____ RECORDS SHOWN

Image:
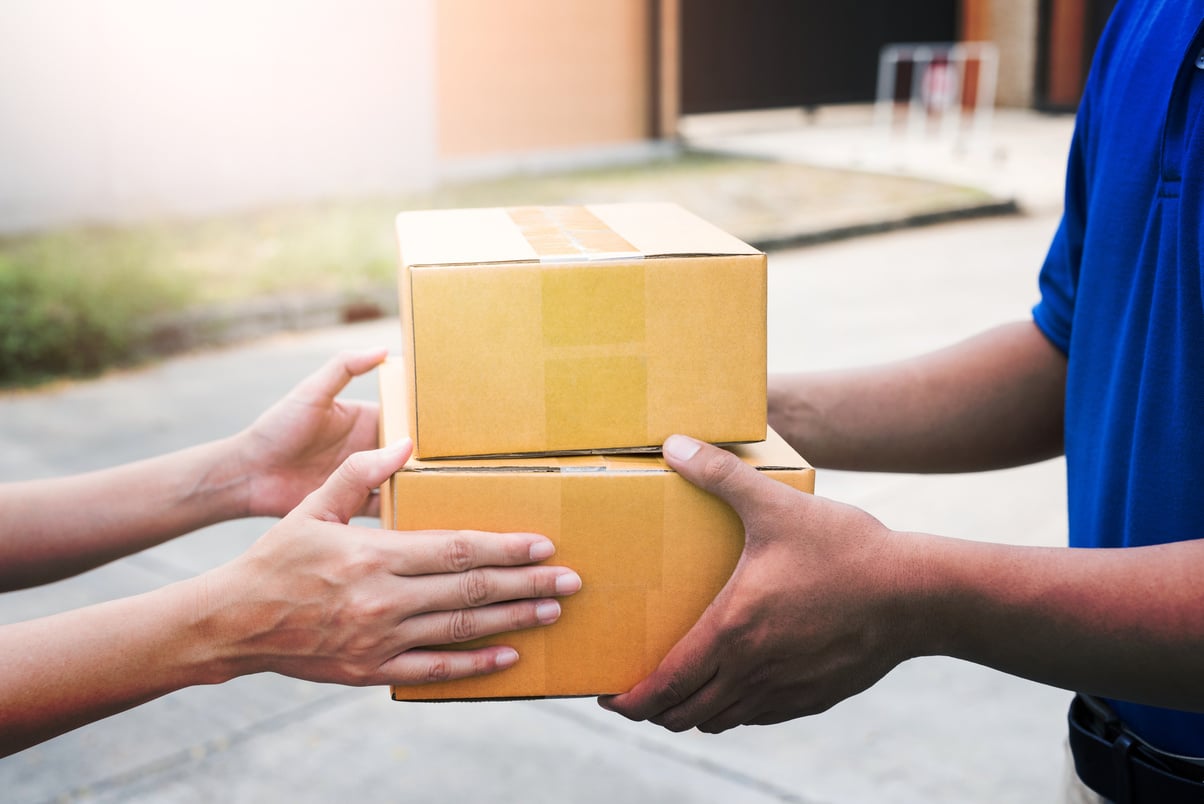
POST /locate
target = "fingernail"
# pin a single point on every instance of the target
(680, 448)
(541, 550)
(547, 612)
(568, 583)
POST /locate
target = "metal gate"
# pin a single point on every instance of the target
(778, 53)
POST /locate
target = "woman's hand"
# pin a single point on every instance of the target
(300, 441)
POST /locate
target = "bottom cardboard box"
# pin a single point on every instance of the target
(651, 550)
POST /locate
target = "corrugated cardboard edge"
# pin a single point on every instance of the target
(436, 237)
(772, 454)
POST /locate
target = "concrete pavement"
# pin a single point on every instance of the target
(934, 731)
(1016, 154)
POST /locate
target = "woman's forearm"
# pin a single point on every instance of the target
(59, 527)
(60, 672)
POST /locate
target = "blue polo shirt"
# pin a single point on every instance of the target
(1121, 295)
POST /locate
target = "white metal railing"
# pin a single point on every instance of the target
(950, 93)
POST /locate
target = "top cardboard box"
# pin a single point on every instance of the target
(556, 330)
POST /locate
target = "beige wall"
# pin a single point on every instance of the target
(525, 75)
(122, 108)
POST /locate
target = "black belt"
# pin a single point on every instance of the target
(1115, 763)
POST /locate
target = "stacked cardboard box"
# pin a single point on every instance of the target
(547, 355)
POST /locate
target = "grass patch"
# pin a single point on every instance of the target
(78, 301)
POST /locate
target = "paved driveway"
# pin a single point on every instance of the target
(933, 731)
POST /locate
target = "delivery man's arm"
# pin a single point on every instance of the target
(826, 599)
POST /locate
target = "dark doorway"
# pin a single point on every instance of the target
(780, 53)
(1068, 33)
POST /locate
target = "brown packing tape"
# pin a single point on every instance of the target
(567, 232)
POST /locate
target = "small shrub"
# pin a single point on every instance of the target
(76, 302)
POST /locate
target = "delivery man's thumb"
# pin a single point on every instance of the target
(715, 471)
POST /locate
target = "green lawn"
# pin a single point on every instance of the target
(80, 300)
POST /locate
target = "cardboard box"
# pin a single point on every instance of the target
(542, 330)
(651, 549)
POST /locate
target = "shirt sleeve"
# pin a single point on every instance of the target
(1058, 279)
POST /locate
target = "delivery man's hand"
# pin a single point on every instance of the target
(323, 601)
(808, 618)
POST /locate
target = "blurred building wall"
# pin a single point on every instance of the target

________

- [TASK DIRECTIONS]
Repeat every record precisely. Any picture among them stays out of the copy.

- [TASK ANSWER]
Image:
POST /locate
target = "fingernail"
# pin a single point on every instance of the target
(680, 448)
(541, 550)
(547, 612)
(568, 583)
POST /locate
target = "metal gate"
# pin a single point on every instance of the target
(778, 53)
POST /locate
target = "woman's hand"
# pin a single point on every instance of the target
(300, 441)
POST /locate
target = "bottom cardboard box"
# pin a single point on every instance of the target
(651, 550)
POST /locate
target = "corrugated cardboard edge"
# pin a single point on every instance of the target
(436, 237)
(772, 454)
POST /locate
target = "concrete pavement"
# pin a single point on every instance of the target
(934, 731)
(1016, 154)
POST /locate
target = "woman's forearm"
# pin a single point on every instance of the target
(59, 527)
(60, 672)
POST /locate
target = "blue polo shirt"
# pin a single point on every instance of the target
(1121, 295)
POST /locate
target = "white metal railing"
# pin a single point on every instance of the target
(950, 93)
POST /locate
target = "top cardboard box"
# pin a single point on every instance of the target
(556, 330)
POST /locate
target = "beige wall"
# pin a single point on every instance of the target
(525, 75)
(122, 108)
POST /locate
target = "black belt"
# pin a single point on every instance of the target
(1115, 763)
POST /locate
target = "stacked cardboard box"
# pin a single point on every instance of the target
(547, 355)
POST /locate
target = "grass patch"
# pin a single point on every instance of the target
(78, 301)
POST /locate
target = "paved driveway"
# pin a single point on every instance of the target
(933, 731)
POST /locate
target = "delivery man's arm"
# pin a single point on every instance of the target
(826, 599)
POST /locate
target = "dark doorway"
# pin a single point on every instance of the target
(780, 53)
(1068, 33)
POST /locate
target = "brown packing tape"
# pin a single point on every instance of the target
(567, 232)
POST /locate
target = "small shrub"
# pin a single point on every instance of the target
(76, 302)
POST /locate
target = "delivery man's thumb"
# pin a single point on every instance of the target
(715, 471)
POST /locate
target = "green lawn"
# pin a single point on every instance of the target
(80, 300)
POST /locate
target = "cardboard box"
# pin a single point on every instance of the target
(542, 330)
(651, 549)
POST /locate
target = "shirt sleeve"
# pin a single point on every instance of the target
(1058, 279)
POST /locate
target = "delivery man's hand"
# pin a single point on every instance of the target
(323, 601)
(808, 618)
POST /locate
target = "blurred building wall"
# pin a single point on every instance of the target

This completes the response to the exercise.